Collected data:
========================================
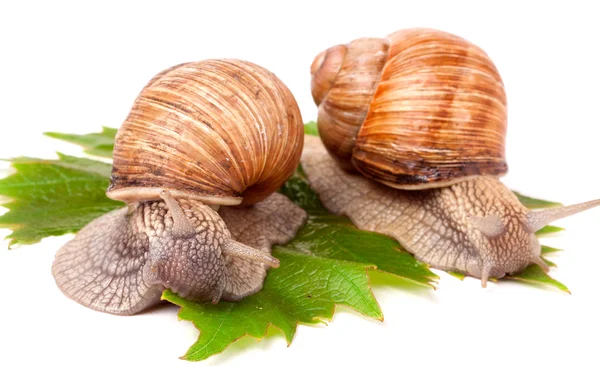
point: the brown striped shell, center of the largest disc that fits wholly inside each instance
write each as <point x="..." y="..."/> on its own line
<point x="218" y="131"/>
<point x="420" y="108"/>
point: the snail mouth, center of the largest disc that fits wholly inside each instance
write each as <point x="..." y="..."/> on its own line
<point x="140" y="194"/>
<point x="324" y="71"/>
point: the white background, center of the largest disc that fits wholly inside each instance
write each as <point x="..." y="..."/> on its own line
<point x="74" y="68"/>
========================================
- [What is expected]:
The answer is the entries above, given again exactly, with no pictures among them.

- [Response to this task]:
point: the brown striped shell, center of the largest disc that fits wholly inside each instance
write each as <point x="..." y="..."/> on its own line
<point x="218" y="131"/>
<point x="420" y="108"/>
point: the snail mouth, center of the largest disc that fits wholly inside each instance
write each as <point x="..." y="..."/> on its own line
<point x="140" y="194"/>
<point x="324" y="71"/>
point: the white background, center of the largest disc that fits wholly inside each instance
write each as <point x="..." y="..."/> on its own line
<point x="74" y="68"/>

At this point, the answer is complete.